EXERCISE PROMPT —
Write out all of the data without omission, exactly as shown.

Saved entries:

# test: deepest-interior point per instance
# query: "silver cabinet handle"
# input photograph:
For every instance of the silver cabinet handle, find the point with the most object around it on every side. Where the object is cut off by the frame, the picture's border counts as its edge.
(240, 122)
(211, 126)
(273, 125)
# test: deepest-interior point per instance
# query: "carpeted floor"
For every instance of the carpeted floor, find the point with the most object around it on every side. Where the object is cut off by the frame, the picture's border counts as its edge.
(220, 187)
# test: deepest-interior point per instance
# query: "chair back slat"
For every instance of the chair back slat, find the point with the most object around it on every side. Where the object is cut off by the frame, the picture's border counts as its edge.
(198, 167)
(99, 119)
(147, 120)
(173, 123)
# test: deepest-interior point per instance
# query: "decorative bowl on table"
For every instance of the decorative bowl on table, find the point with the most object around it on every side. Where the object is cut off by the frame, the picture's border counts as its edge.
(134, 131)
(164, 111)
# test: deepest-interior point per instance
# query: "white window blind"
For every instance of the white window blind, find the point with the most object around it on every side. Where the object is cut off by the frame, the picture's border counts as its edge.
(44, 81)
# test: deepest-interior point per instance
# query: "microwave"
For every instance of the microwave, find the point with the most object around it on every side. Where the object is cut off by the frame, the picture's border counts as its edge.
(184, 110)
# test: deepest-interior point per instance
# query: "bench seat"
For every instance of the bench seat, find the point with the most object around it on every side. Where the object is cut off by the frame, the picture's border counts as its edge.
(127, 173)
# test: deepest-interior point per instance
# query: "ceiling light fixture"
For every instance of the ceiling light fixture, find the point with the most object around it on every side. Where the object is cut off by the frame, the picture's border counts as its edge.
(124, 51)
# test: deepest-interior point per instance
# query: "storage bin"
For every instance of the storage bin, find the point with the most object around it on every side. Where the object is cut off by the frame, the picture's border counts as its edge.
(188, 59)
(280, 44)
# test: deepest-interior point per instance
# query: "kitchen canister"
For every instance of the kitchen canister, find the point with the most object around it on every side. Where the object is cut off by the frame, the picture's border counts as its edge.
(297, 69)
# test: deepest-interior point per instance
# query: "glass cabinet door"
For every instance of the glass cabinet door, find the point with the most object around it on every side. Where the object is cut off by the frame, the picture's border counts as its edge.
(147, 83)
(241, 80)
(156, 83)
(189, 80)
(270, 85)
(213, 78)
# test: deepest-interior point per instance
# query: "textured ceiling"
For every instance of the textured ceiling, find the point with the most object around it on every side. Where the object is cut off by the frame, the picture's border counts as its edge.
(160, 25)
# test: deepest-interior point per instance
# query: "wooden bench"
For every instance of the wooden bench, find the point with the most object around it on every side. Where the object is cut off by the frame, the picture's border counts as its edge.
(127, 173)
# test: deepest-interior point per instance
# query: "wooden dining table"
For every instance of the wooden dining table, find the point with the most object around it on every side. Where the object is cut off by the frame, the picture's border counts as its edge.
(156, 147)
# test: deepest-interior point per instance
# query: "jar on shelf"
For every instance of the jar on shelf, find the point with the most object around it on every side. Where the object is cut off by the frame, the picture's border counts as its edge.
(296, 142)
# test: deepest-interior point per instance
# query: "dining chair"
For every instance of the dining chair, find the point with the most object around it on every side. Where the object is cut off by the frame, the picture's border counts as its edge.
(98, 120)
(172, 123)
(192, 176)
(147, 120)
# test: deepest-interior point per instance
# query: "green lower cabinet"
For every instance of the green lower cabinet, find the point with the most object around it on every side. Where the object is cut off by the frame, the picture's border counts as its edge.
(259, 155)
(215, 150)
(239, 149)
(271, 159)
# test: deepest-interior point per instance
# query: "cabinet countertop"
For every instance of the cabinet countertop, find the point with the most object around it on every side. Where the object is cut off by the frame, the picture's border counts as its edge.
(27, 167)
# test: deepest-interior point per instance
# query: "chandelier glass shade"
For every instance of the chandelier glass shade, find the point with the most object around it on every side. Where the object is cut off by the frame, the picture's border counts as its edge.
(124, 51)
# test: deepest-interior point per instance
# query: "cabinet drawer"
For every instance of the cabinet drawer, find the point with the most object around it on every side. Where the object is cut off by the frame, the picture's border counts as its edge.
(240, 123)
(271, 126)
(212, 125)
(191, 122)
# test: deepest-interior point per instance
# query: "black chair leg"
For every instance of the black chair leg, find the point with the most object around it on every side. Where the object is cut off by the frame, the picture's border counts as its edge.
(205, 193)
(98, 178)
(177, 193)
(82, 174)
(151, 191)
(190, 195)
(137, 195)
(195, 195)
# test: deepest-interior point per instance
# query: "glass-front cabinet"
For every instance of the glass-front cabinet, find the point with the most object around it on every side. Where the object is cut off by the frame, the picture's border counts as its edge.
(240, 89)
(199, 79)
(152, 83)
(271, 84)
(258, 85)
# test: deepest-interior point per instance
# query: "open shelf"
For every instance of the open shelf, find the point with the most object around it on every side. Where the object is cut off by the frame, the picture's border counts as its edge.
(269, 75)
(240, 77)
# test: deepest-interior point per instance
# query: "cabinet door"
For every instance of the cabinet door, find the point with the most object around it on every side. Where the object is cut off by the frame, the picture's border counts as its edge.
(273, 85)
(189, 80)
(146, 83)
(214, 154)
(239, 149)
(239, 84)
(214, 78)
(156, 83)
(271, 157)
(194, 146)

OUTPUT OF THE EXERCISE —
# test: deepest-interior point per instance
# query: "silver cabinet handle"
# input photograph:
For every instance of the silver cabinet handle, find the point with the most object around it on every side. Where the object is cut off by the frame, the picture's border counts as its edge.
(240, 122)
(211, 126)
(273, 125)
# test: deepest-interior point per instance
# query: "carpeted floor"
For every instance of the carpeted floor, find the point with the most object around it on every side. Where the object is cut off by the frame, the picture's border counts as its edge.
(220, 187)
# test: deepest-interior point per instance
# query: "chair back slat"
For every instance of the chair back slat, find the point with the most object around it on every side. Where the object is cut off by the frame, the picture's border counts as its edge.
(198, 167)
(99, 119)
(147, 120)
(173, 123)
# test: deepest-interior point per instance
# query: "decorative bowl on table"
For every instance of the decorative bowl on table, find the point with the most object around it on every side. Where the object is cut off by the frame, the picture's border counts as its edge.
(134, 131)
(164, 111)
# test: deepest-interior point per instance
# query: "white window blind"
For every instance of the white window blind, find the point with the most object around it on every side. Where the object is cut off by the frame, the picture's border counts as its edge.
(44, 81)
# test: deepest-interior point per instance
# query: "microwave"
For every instance of the microwave, find the point with the most object around it on every side. Where the object is cut off by the frame, the picture's border counts as its edge.
(184, 110)
# test: deepest-interior point per instance
# query: "bench seat"
For every instance of the bench seat, find the point with the most object around it on every side. Where the object is cut off by the frame, the picture's border counts as its edge.
(127, 173)
# test: deepest-interior point per instance
# query: "ceiling light fixture"
For every instance of the ceiling light fixture, find the point with the most object around it on every side. Where the object is cut off by the frame, the picture's border counts as its edge.
(124, 51)
# test: deepest-interior point per instance
# query: "storage bin"
For every instance of the storage bin, find the point with the most object around it on every side. Where the object is cut off by the frame, the picture's border counts as its edge.
(188, 59)
(280, 44)
# test: deepest-interior point per instance
# query: "kitchen canister"
For every instance of the kitchen canister, find the point with the most object around it on every side. Where the object is cut off by the frame, the picture's border counts as its edge.
(297, 69)
# test: deepest-interior point per instance
# query: "glass cabinet door"
For every instance of the glass cabinet door, find the point with the most object around it on every side. Where the object is cut off by the frame, the picture's border counts as its edge.
(147, 83)
(241, 80)
(156, 83)
(189, 80)
(270, 85)
(213, 78)
# test: deepest-interior point per instance
# query: "textured ceiling"
For every instance of the textured ceiling, find the point with the most object around it on every side. Where the object is cut off by the frame, the picture's border counts as its edge.
(160, 25)
# test: deepest-interior point per instance
# query: "wooden bench"
For every instance of the wooden bench, find the point with the most object around it on every side. Where the object is cut off by the frame, the picture's border counts as its edge.
(127, 173)
# test: deepest-interior point per instance
# query: "wooden dining table"
For every instance of the wooden dining table, find the point with the most object around it on every side. Where the object is cut off by the frame, the picture's border counts as its edge.
(156, 147)
# test: deepest-interior point per instance
# query: "jar on shelf"
For every instance of the jar on shelf, find the point with the most object around it on every side. Where the object is cut off by the frame, the picture's border counts as its edge.
(296, 142)
# test: deepest-interior point per instance
# query: "dining chair"
For every instance of the dining chair, find the point with the most object around it on every side. Where the object is cut off by the frame, the picture's border counts as its edge.
(98, 120)
(172, 123)
(192, 176)
(147, 120)
# test: deepest-interior point per instance
# query: "green lower cabinet"
For every instance of the green lower cabinet, find the point with the most object around it on every side. Where the object is cut off by the frame, the picture's border counts as its edge.
(259, 155)
(215, 150)
(239, 149)
(271, 159)
# test: deepest-interior point per instance
# query: "cabinet countertop"
For every instance of the cabinet countertop, find the point with the most object around it on every side. Where the object is cut off by the frame, the picture's border counts as its edge.
(27, 167)
# test: deepest-interior point per instance
# query: "chandelier glass shade"
For every instance of the chandelier glass shade, find the point with the most object around it on every side. Where the object is cut off by the frame, the picture's border counts as its edge.
(124, 51)
# test: deepest-interior point per instance
# query: "cabinet drawer"
For every instance of the cabinet drawer, find the point with the most object around it on every side. Where the object is cut off by the frame, the picture's border counts as its edge.
(240, 123)
(271, 126)
(212, 125)
(191, 122)
# test: deepest-interior point per instance
# query: "black chair leg"
For every instance of the black chair leg, find the point with the most object around it on every side. Where the object is cut off by the frame, the picture's border counts as its edge.
(205, 193)
(98, 178)
(177, 193)
(82, 174)
(151, 191)
(190, 195)
(137, 195)
(195, 195)
# test: deepest-interior point per instance
# query: "glass-front cabinet"
For every instance of the glass-front cabinet, find the point with the most object around it on every side. Where the object is cut off by the frame, the picture's border counts as its edge.
(240, 89)
(199, 79)
(152, 83)
(271, 84)
(258, 85)
# test: deepest-interior point per instance
# query: "open shelf"
For every instance of the open shelf, find the point with the most object around it on every side. Where the object is cut off by the frame, the picture's border counts as its edge.
(269, 75)
(240, 77)
# test: deepest-interior point per instance
# query: "cabinet door"
For every instance of the cabinet door, find the point with the most object around it on every side. Where the object is cut off by the frame, the picture's border counts as its edge.
(273, 85)
(189, 80)
(146, 83)
(214, 154)
(239, 149)
(239, 84)
(214, 78)
(156, 83)
(271, 157)
(194, 146)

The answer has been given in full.